> [Text segment]:
----

Wednesday, August 30, 2023

SAN BENITO:...More Of That Silly Historical Crap...

 


By EDUARDO PAZ-MARTINEZ

SAN BENITO, Texas | Hey, we're hip. Run around the Rio Grande Valley and be told everything is "historic" - even plain ol' downtown streets.

This from waz zappenin' San Benito: [ Picture with San Benito Mayor Ricardo "Rick" Guerra during Market Days on Historic Robertson Street. ]

The mayor is the one in the flowing yellow shirt and faddish tennis shoes in the photo above.

What's historic about Robertson Street? Nothing much, other than that it's been downtown since they laid it down. No, we're not being mean. Just factual, you might say. But we get it: everything can be "historic" in the Valley if we just say so. Weird, but true.

Just because a street or building is old does NOT make it "historic".

Hey, listen up: Something significant and memorable has to be associated with whatever is designated as "historic". We couldn't find any references to Robertson Street reaching that threshold. It's there, like most city and town streets, being used and sort of maintained by local government. Who is it named after - the western actor Dale Robertson? As my old pal Melissa Zamora might about here: "Quien sobby?"

It's just an odd quirk pretty much full-across the RGV.

McAllen has its Cine El Rey on boozy 17th Street. It's been right there seemingly forever. Is it "historic"? Not really. Simply being kept in use and still the scene of popular events does NOT make it "historic". It's nice that someone has decided not to bulldoze it, 'cause the facade is actually cool in its border architectural simplicity.

----

(Data listing)

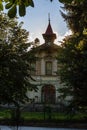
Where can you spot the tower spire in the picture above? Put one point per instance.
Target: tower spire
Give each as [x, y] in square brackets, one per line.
[49, 17]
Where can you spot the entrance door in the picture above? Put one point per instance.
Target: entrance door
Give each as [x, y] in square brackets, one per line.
[48, 94]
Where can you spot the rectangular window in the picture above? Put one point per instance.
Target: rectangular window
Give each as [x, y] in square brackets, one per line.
[48, 68]
[33, 68]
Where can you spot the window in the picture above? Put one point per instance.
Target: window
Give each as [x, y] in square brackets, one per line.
[48, 68]
[48, 94]
[33, 68]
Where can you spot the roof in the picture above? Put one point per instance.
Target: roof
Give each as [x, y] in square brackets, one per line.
[47, 48]
[49, 30]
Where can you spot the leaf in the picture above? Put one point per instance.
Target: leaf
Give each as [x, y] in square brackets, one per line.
[22, 9]
[12, 12]
[1, 6]
[7, 6]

----

> [Challenge]:
Return the passage of the San Benito post starting at "McAllen has its" and ending at "border architectural simplicity.", copied word for word. The rows have no connection to the blog post about San Benito.

> [Answer for the task]:
McAllen has its Cine El Rey on boozy 17th Street. It's been right there seemingly forever. Is it "historic"? Not really. Simply being kept in use and still the scene of popular events does NOT make it "historic". It's nice that someone has decided not to bulldoze it, 'cause the facade is actually cool in its border architectural simplicity.